▶ [EXERCISE TEXT]
• • • • • • •
This article, on insistent protests against an environmentallt destructive mining project in Romania, was written for ROARmag.org, where a slightly differently edited version can already be found, together with a very useful comment on the article.
For 8 consecutive days, people in Romania have been protesting a planned mining project in Rosia Montana, a mountain village. The protest is directed against threatened environmental destruction. But protests also express distrust of the government, of parties and the political establishment in general. There is already talk of a “Romanian Autumn”. The worldwide struggle against corporate domination and the political assistance it is getting has opened a new front.
The mining project plans are almost ancient, but have been entering an new phase. “Gabriel Resources, which owns 80 percent of the Rosia Montana Gold Corporatuion, acquired a mining licence in 1999 but has been waiting ever since for a crucial permit from the environmental ministry.” In the meantime, there have been lawsuits while the company – a Canadian enterprise - tries to buy the property of people living there to make room for the project. However, “more than 100 villagers (...) are determined to stay. Supported by environmentalists, achitects and lawyers, the villagers' NGO has been battling the corporation and state authorities in courts.” They triggered a movement.
• • • • • • •
▶ [RECORDED INFORMATION]

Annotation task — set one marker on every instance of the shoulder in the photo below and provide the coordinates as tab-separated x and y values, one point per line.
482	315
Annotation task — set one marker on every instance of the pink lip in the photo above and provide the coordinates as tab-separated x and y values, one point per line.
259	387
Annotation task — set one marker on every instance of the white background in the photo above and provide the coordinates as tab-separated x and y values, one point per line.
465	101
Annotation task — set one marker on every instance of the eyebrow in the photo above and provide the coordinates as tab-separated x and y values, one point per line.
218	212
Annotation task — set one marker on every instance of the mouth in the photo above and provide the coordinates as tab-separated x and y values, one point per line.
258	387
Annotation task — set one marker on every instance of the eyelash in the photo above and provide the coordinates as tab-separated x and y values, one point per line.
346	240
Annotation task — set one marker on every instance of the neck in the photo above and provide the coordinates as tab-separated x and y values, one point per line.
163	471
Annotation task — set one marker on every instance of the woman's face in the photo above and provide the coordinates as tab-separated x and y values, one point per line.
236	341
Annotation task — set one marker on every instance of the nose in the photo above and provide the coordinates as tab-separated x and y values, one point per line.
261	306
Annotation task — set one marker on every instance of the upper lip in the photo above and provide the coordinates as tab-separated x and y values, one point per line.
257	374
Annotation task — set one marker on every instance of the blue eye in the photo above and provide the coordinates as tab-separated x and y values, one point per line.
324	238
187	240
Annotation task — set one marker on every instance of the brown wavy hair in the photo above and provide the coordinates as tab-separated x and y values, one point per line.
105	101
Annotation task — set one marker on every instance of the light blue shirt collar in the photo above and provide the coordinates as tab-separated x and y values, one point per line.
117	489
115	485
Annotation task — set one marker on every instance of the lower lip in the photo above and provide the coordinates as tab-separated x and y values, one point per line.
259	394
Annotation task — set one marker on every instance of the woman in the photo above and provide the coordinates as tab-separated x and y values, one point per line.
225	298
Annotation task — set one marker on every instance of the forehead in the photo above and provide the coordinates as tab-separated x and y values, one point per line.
• • • • • • •
▶ [REQUIRED ACTION 1]
In the article on the Rosia Montana mining protests:
(a) For how many consecutive days have people in Romania been protesting?
(b) In what year did Gabriel Resources acquire a mining licence?
(c) How many villagers are determined to stay?
▶ [REQUIRED ACTION 2]
Can you pick up the article on the Rosia Montana mining protests after its last sentence and carry it on?
Nothing in the records is needed here.

▶ [EXERCISE RESPONSE 1]
(a) 8 days
(b) 1999
(c) More than 100

▶ [EXERCISE RESPONSE 2]
There is much at stake. “Gabriel Resources Ltd plans top expand and modernize old gold mines to extract over 300 tons of yellow metal and 1,500 tons of silver. The quarries would destroy four mountain peaks and three villages out 16 in the municipality. But the bigges scare of rights activists and environmentalists is the planned use of around 12,000 tons of toxic cyanide needed for the mining project each year.” The company claims that the project will bring 900 jobs, among other benefits. People are not at all convinced that these benefits are worth the destruction, and have started to protest.
Adding to the anger is the attitude of the government. The current government “proposed last week a law that would give Gabriel Resources extraordinary powers, including the right to conduct expropriations in Rosia Monta.” Apparently it was an new version of a law that has been suggested in 2011 – an initiative that already led to Occupy-style protests. The current law is being proposed by a Social Democratic government. But “while in opposition, Ponta's Social Democrats had declared themselves against the project.” This added a sense of disgust against the politicians and the establishment as such to the environmental anger. It is the familiar mix of anti-corporate sentiment and rejection of politics-as-usual that we have been seen in country after country.
And there has been street protest. On 1 September, people demonstrated in several cities. On 2 September, there were at least a thousand protesters gathered in the capital Bucharest, “surrounded by riot police as they sat down on the street, tapping plastic bottles on the ground, chanting 'United we will save Rosia Monta'” On 3 September, similar numbers, similar scenes.
And so it went. On 8 September, there was a day of action, with 15,000 people protesting : 8,000 in Bucharest, 6.000 in Cluj, . 900 in Brasov. One of the demands was the withdrawal of the law that gives the company room to proceed. “Corruption equals cyanide” was one of the slogans; “I love nature, not cyanide”, said another.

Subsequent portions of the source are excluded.